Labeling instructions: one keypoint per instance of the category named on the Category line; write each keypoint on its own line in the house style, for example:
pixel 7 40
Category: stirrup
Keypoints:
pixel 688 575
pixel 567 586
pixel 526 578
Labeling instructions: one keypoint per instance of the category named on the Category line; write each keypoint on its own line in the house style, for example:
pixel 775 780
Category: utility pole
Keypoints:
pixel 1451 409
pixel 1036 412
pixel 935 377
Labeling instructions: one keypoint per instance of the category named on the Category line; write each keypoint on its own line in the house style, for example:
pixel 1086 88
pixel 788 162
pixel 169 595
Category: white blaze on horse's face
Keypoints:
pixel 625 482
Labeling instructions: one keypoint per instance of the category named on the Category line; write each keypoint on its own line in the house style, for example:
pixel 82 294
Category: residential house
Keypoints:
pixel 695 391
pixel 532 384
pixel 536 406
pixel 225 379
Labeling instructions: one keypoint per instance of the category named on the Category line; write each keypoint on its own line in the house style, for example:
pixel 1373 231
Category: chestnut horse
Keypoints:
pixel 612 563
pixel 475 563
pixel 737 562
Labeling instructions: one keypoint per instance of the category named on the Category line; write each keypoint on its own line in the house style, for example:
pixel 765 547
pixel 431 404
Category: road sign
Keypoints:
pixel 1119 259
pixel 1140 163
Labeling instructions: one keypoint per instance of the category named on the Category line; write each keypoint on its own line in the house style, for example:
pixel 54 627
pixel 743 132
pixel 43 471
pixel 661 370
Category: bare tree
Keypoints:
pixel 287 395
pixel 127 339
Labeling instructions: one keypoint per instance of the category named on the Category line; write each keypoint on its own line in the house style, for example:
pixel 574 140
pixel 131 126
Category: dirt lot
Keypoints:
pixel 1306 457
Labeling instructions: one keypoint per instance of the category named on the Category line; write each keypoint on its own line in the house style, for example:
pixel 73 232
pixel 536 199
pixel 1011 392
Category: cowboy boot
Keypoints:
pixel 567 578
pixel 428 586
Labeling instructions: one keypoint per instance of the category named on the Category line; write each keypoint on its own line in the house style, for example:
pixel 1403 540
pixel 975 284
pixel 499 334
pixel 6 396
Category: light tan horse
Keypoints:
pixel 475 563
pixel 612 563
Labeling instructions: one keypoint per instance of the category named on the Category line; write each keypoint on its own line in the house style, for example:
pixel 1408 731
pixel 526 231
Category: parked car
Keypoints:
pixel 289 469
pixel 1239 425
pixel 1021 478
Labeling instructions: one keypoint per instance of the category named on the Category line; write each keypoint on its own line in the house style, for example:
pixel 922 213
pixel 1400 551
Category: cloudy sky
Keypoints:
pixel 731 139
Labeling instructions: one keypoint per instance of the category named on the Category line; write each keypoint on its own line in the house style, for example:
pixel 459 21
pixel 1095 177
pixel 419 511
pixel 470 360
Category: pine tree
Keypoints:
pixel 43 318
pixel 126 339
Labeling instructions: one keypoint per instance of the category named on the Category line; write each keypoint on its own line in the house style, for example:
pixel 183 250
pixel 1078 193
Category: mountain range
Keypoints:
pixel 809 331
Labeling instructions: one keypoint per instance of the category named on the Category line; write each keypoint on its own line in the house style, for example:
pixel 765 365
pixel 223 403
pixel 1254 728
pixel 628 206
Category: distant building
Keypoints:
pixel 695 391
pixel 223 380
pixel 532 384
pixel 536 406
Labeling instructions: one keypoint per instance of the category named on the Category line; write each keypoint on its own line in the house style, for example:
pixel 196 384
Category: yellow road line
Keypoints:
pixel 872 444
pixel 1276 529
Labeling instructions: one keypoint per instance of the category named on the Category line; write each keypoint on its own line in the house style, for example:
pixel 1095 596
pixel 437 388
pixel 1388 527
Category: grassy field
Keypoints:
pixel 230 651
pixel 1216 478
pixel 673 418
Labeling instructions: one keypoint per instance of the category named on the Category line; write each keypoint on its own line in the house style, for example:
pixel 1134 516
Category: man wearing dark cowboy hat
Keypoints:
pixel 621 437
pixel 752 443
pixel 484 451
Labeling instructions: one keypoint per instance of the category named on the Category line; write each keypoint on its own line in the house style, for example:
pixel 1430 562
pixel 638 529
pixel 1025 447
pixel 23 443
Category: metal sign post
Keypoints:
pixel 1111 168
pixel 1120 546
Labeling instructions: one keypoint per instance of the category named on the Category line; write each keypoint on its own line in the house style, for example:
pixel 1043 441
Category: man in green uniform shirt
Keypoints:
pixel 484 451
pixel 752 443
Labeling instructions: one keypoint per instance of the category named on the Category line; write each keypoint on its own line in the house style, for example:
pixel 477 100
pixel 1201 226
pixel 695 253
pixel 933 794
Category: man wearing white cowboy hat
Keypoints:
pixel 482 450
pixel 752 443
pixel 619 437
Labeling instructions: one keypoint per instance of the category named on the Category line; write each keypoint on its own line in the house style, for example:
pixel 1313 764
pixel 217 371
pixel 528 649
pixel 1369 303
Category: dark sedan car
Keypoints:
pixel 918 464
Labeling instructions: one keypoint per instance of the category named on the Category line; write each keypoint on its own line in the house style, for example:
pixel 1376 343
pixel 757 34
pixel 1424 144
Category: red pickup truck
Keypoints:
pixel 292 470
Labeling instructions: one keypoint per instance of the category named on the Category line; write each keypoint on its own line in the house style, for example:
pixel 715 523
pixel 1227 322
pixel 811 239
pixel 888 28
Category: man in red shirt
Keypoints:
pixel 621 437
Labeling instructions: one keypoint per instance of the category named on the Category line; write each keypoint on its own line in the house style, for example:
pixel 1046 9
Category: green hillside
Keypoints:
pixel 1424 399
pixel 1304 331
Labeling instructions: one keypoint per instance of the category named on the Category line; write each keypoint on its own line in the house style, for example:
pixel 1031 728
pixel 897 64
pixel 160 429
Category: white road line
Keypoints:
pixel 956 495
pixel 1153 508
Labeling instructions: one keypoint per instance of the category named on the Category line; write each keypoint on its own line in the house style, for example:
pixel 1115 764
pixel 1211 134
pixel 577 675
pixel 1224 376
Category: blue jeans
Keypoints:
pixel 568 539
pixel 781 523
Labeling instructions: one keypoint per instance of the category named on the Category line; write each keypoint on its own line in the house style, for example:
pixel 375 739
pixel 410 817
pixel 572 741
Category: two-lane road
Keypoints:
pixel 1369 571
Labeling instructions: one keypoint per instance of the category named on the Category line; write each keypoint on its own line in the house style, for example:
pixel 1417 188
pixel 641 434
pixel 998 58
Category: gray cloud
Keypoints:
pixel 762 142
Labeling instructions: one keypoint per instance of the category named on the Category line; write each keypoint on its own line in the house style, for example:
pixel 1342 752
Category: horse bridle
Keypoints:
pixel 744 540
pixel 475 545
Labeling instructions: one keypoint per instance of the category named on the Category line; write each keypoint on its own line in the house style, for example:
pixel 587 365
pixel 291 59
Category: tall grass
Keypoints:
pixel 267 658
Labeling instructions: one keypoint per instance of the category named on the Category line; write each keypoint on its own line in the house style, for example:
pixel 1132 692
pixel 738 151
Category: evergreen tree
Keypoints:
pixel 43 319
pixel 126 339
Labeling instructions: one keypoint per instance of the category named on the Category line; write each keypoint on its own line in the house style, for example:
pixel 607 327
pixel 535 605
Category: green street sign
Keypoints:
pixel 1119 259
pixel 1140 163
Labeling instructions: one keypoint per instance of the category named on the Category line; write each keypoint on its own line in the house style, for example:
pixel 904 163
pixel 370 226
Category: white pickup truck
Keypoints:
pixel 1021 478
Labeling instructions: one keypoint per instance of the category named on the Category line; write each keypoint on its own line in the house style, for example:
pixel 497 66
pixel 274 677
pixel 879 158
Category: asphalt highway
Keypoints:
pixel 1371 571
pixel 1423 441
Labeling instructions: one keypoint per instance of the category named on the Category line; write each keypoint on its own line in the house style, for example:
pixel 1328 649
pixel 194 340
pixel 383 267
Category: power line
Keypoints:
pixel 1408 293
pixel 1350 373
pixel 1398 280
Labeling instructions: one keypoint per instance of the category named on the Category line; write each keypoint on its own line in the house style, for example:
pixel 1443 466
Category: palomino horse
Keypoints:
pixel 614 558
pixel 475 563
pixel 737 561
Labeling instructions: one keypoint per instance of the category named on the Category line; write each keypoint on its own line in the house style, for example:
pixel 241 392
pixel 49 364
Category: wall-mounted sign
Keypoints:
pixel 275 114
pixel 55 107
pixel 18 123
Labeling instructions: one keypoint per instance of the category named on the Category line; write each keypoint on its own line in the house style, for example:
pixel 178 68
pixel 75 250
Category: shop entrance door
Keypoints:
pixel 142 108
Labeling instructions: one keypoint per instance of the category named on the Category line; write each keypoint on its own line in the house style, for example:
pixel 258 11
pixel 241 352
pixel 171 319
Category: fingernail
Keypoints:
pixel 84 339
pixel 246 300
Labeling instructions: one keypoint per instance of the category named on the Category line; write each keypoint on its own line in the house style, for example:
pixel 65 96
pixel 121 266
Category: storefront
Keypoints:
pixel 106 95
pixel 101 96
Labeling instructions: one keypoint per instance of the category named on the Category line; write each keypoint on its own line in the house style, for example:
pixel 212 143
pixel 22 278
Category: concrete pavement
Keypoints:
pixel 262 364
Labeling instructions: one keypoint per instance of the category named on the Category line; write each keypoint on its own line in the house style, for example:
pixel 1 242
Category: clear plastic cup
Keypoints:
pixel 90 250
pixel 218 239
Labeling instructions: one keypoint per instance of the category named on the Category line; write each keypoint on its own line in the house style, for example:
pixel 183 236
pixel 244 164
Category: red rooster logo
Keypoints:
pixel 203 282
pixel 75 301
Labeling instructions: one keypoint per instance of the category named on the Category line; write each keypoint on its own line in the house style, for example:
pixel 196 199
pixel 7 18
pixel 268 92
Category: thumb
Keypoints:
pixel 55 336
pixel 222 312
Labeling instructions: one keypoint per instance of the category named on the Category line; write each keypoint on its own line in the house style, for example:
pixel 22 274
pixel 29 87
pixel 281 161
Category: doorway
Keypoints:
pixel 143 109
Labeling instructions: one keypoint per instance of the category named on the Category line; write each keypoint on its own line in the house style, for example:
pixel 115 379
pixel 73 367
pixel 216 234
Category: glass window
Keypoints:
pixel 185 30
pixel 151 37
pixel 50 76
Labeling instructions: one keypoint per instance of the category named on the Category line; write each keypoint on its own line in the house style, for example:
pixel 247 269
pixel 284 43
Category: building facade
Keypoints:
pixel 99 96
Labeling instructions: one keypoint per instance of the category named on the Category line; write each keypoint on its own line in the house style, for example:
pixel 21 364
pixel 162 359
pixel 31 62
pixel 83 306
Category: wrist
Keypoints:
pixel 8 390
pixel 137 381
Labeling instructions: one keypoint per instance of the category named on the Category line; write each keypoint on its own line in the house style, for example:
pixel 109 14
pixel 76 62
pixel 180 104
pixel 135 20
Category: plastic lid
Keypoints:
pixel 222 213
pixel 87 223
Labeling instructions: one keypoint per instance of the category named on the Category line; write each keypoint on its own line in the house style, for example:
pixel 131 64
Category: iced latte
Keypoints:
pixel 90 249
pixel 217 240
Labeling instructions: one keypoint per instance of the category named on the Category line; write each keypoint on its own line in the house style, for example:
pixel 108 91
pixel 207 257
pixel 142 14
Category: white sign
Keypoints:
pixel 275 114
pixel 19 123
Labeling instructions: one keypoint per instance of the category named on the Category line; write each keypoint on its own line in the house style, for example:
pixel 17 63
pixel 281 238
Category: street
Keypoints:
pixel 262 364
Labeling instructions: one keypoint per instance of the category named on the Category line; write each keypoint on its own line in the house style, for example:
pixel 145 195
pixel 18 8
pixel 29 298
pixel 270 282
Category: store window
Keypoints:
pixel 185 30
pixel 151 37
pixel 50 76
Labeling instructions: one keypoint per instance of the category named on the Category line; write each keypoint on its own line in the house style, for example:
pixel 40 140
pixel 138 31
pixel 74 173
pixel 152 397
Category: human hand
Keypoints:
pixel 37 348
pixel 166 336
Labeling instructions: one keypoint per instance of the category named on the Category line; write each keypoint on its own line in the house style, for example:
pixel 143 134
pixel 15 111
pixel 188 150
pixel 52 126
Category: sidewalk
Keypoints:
---+---
How to complete this task
Provide only the number of lines in the listing above that contain "street".

Exercise result
2